Selection
Physical characteristics
- Source: Klappan Range
- • location: Cassiar Land District, British Columbia, Northern Interior
- • coordinates: 57°8′30″N 129°28′19″W﻿ / ﻿57.14167°N 129.47194°W
- • elevation: 1,800 m (5,900 ft)
- Mouth: Nass River
- • location: Cassiar Land District, British Columbia, Northern Interior
- • coordinates: 56°9′51″N 129°1′42″W﻿ / ﻿56.16417°N 129.02833°W
- • elevation: 267 m (876 ft)
- Length: 165 km (103 mi)

= Bell-Irving River =

River in British Columbia

The Bell-Irving River is a tributary of the Nass River in northwestern British Columbia, Canada. It originates in the Sacred Headwaters region, and flows about 165 km south to the Nass River. It course lies between the Oweegee Range of the Skeena Mountains to the east and the Boundary Ranges of the Coast Mountains to the west.

The Bell-Irving River's watershed is within the traditional territory of several First Nations and there have been conflicting claims. The main peoples whose histories involve the Bell-Irving River are the Gitxsan (also spelled Gitksan), Gitanyow, Nisga'a, Tahltan, and Tsetsaut.

==Name==
The river's name honors Canadian Army Lieutenant Duncan Peter Bell-Irving, BCLS, of Vancouver. Before World War I Bell-Irving was exploring and surveying the upper Nass River system. When war broke out he enlisted and served with the 2nd Field Company, Canadian Engineers. On February 25, 1915, in Belgium, he was shot and killed by a sniper.

Complete the following
1 > In the Bell-Irving River article, on what date was Duncan Peter Bell-Irving killed?
2 > Write the next part of the Bell-Irving River article, picking up after its final sentence.

Coordinate annotation entries:
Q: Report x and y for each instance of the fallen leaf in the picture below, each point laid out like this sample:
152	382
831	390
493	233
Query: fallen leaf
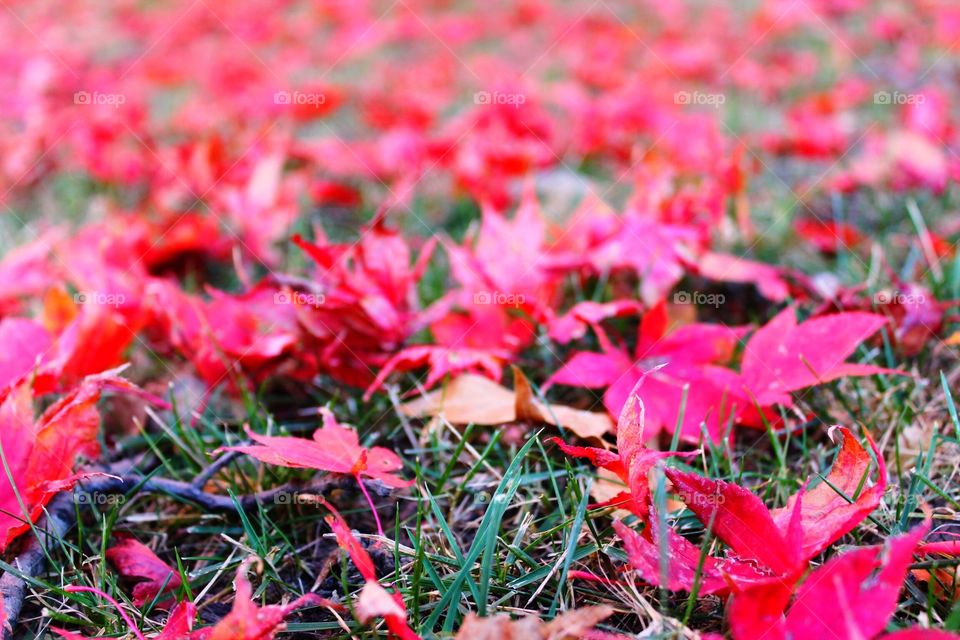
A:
136	561
472	399
570	625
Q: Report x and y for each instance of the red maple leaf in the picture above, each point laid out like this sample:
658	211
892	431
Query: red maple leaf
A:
137	562
40	453
783	356
851	597
334	448
766	546
374	600
666	362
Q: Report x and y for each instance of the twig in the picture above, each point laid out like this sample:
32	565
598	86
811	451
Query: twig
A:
60	518
207	474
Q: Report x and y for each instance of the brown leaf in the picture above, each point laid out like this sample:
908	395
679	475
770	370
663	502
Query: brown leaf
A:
571	625
474	399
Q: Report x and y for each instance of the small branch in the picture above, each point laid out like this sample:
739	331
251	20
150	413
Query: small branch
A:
184	491
60	518
207	474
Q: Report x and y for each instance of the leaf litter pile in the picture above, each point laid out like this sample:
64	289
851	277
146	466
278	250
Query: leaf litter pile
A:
503	320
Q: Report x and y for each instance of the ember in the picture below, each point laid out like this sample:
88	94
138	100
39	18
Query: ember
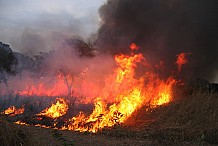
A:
13	111
56	110
114	103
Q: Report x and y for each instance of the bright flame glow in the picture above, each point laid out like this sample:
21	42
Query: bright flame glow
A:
56	110
122	94
181	60
12	111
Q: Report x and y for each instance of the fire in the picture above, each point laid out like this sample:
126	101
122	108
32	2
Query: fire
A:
181	60
127	93
133	47
12	111
122	94
56	110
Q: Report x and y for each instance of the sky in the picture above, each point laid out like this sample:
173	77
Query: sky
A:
40	19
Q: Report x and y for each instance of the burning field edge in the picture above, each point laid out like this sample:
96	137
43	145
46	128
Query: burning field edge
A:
189	120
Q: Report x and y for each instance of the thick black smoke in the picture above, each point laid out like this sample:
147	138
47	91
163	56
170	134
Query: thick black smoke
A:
163	29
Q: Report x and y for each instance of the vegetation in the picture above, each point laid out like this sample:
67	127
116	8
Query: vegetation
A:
191	119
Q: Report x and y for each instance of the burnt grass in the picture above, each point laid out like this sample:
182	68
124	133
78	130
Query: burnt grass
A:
190	119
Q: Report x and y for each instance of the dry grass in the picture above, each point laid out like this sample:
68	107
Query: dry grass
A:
191	119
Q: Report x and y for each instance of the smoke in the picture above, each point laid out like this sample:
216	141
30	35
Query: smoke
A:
163	29
33	26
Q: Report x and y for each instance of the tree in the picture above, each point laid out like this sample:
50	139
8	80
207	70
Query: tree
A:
8	62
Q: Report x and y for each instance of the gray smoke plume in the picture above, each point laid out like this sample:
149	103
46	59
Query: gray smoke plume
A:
163	29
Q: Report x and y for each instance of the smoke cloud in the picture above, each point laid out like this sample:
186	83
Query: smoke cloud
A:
33	26
163	29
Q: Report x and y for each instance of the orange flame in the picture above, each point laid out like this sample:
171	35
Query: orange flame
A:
127	93
56	110
133	47
122	94
13	111
181	60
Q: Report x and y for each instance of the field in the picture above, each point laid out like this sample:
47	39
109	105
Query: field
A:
191	119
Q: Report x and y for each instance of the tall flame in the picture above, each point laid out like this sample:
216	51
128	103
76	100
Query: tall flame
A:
126	93
122	94
56	110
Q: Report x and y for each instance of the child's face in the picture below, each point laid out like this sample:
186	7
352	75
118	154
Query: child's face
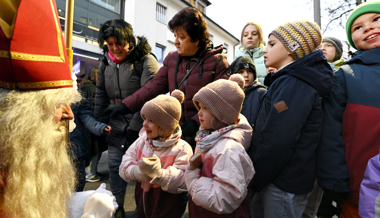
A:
250	37
275	54
150	127
365	31
328	50
247	75
205	117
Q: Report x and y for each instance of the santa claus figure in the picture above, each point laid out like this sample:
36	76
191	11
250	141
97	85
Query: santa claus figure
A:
37	176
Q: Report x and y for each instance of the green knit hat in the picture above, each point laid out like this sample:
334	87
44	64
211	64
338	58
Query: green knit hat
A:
368	7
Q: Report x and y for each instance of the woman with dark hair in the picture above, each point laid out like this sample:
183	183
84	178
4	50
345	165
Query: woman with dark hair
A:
195	64
126	67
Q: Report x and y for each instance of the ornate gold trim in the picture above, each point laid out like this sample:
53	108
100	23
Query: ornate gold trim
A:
36	85
35	57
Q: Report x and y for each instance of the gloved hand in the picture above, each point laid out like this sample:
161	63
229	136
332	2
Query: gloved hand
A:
101	204
132	135
189	128
190	175
151	166
326	208
138	175
115	110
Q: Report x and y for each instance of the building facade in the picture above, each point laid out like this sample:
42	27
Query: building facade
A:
148	18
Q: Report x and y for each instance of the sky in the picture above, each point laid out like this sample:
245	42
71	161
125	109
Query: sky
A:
268	14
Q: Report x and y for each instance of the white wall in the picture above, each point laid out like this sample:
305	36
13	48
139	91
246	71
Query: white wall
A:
141	14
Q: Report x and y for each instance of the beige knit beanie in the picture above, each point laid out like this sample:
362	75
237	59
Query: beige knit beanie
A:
165	111
299	37
224	98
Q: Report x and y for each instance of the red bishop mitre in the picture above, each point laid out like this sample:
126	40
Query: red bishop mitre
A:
32	50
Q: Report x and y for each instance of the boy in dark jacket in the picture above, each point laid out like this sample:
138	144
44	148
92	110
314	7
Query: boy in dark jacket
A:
351	113
288	126
253	90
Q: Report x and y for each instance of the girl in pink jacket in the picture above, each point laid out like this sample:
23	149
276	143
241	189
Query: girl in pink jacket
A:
219	186
157	160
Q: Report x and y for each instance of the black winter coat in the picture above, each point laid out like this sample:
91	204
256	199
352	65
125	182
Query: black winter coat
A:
254	96
118	81
288	126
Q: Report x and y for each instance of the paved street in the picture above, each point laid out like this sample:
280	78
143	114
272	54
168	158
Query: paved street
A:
129	203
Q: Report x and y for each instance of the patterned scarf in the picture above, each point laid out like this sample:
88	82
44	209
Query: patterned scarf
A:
206	139
162	143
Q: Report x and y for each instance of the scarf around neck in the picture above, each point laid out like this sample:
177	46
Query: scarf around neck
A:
206	139
159	144
113	58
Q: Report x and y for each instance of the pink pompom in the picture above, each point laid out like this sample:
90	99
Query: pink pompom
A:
239	79
178	94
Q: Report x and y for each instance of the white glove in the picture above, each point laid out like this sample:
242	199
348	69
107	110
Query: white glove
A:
101	204
151	166
138	175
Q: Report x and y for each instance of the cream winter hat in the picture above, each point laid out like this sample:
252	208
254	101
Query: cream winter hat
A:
224	98
165	111
299	37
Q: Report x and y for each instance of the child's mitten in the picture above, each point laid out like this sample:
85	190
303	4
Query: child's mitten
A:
151	166
190	175
138	175
101	204
196	161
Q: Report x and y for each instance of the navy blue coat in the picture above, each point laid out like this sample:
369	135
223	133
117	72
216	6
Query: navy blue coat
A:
288	126
254	96
83	118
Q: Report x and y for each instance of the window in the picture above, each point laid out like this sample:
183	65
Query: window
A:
160	13
225	48
201	8
113	5
160	53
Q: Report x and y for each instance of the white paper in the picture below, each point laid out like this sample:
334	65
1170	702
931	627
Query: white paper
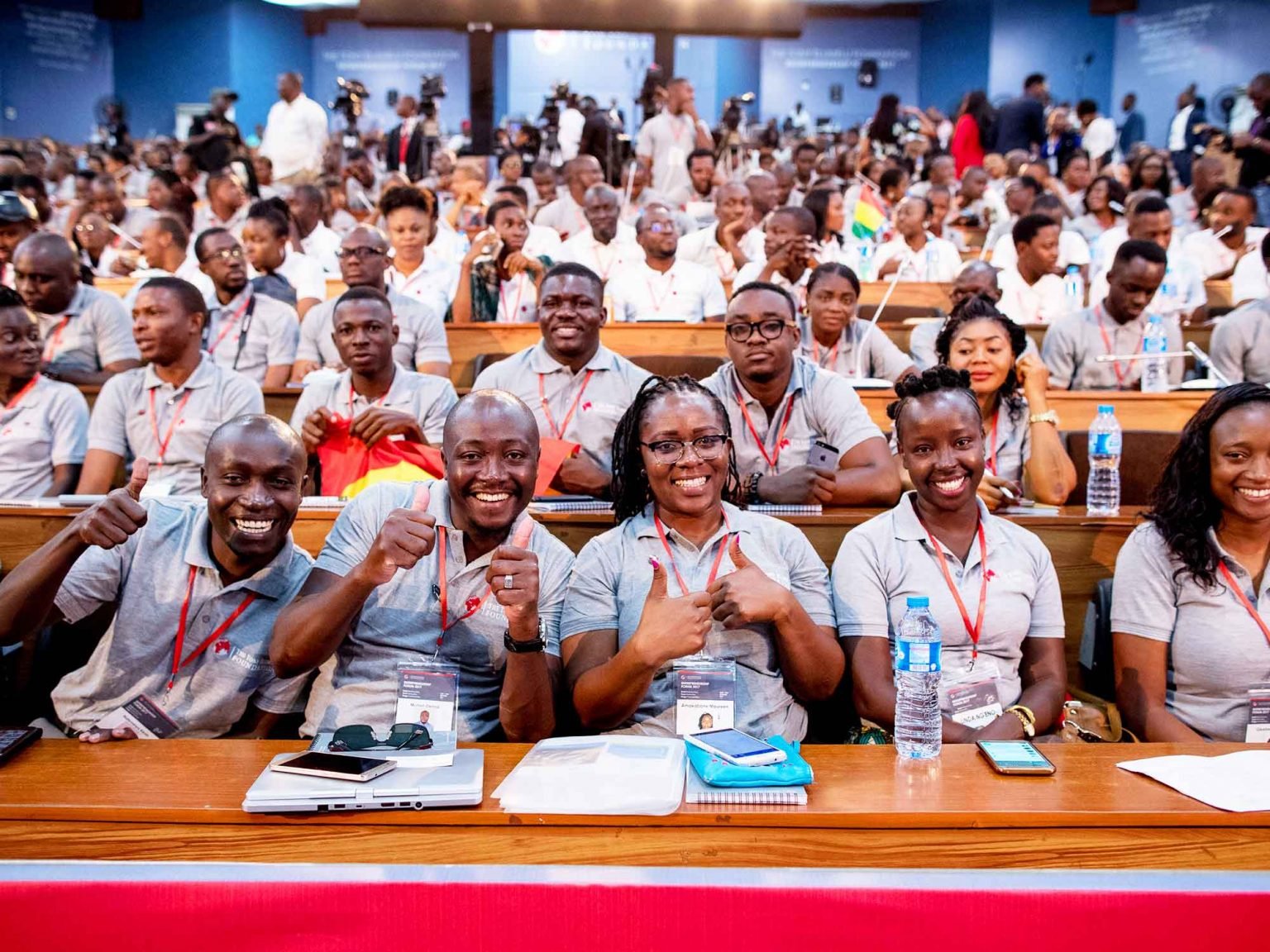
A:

Responses
1 > February 25, 1915.

2 >
There are various indigenous names for the Bell-Irving River. The Gitxsan name is Sto'ot Xsitxemsem. The Tahltan have been known to call the Bell-Irving River the West Nass River.

==Course==
The Bell-Irving River originates in the Klappan Range and an area known as the Sacred Headwaters, which gives rise to not just the Bell-Irving, but also the Nass, Skeena, and Stikine Rivers, as well as numerous tributary streams such as the Klappan River, Tumeka Creek, and Sweeney Creek, tributaries of the Klappan River; and the Ningunsaw River, a tributary of the Iskut River. The source of the Unuk River is just southwest of the Sacred Headwaters area, rising near the source of Treaty Creek, a tributary of the Bell-Irving River. North of the Bell-Irving River lies the watersheds of the Stikine River and its largest tributary, the Iskut River. To the west of the Bell-Irving are the Coast Mountains and the headwaters of the Unuk River, which flows southwest to the sea near Ketchikan, Alaska, and the Bear River, which flows south to the head of Portland Canal at the community of Stewart, British Columbia.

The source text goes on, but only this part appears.